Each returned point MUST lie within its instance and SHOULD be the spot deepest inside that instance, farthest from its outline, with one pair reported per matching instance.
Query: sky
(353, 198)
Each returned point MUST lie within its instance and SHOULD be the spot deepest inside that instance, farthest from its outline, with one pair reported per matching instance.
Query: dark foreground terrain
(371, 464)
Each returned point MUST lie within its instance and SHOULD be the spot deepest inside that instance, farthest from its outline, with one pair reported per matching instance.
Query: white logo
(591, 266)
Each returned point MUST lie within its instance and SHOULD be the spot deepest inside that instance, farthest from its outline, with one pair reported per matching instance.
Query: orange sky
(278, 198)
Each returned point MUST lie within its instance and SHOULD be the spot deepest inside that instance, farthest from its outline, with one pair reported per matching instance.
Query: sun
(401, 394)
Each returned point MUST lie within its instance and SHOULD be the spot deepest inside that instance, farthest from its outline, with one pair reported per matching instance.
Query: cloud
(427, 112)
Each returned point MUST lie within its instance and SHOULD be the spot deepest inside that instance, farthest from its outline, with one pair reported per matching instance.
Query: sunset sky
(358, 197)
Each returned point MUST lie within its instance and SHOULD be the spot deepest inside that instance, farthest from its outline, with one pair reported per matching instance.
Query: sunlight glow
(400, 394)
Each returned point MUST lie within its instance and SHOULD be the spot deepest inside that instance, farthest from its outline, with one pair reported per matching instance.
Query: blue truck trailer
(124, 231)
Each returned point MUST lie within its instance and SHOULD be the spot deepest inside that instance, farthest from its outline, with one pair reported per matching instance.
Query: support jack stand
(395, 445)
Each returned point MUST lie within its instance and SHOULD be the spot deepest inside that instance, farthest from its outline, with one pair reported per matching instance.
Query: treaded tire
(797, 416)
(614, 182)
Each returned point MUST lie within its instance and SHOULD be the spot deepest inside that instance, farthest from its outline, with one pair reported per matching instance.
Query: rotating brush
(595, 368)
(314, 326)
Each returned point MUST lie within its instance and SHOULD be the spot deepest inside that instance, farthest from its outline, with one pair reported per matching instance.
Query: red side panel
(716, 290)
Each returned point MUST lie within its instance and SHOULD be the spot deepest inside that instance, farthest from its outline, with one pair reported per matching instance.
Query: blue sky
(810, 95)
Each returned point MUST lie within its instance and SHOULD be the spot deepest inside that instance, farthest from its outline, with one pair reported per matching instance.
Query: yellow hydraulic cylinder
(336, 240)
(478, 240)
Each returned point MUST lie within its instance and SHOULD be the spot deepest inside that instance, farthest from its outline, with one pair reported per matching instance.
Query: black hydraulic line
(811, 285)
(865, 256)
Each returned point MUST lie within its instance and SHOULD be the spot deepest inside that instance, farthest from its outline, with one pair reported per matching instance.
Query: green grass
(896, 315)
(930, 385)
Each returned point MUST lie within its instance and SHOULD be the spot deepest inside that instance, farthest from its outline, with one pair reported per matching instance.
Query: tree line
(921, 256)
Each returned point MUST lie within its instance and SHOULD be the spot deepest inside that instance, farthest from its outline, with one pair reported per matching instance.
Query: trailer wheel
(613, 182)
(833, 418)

━━━━━━━━━━━━━━━━━━━━━━━━━━━━━━

Task => Pick out every line in the rows above that contains the word "trailer", and copy each one. Case counts.

Answer for the task =>
Query: blue truck trailer
Query: trailer wheel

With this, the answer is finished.